What is being asked - Please rewrite only the stretch of the listing from the line containing "</instance>" through the line containing "positive clicks: (188, 137) (95, 117)", replacing "positive clicks" with "foreground clicks" and leaving everything else unchanged.

Input material -
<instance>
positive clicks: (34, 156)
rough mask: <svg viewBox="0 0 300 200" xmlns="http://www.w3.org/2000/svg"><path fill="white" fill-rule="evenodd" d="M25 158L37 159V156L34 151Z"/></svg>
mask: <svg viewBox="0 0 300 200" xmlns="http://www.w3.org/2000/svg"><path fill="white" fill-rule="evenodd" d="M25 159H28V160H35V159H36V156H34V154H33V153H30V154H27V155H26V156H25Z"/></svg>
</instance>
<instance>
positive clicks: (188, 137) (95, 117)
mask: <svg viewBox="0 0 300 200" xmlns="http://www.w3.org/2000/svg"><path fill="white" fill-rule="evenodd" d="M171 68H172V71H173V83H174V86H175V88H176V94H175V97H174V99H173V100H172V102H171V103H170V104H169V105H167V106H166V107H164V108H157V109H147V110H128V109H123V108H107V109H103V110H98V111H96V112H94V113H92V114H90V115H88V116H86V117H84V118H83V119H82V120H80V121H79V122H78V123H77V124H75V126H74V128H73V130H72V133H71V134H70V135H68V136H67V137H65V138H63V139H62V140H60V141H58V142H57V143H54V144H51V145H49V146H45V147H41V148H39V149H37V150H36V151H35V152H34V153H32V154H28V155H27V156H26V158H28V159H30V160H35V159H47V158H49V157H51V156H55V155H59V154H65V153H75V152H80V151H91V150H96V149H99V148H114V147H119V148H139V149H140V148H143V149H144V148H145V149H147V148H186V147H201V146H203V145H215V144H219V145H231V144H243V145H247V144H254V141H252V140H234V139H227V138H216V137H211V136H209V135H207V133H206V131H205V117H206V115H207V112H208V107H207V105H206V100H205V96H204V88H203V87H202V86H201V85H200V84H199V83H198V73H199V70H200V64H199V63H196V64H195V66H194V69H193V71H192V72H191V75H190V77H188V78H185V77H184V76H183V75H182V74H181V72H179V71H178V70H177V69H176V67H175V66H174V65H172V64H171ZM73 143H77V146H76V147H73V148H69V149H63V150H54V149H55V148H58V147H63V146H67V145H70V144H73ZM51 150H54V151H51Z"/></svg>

Answer to the exercise -
</instance>
<instance>
foreground clicks: (188, 137) (95, 117)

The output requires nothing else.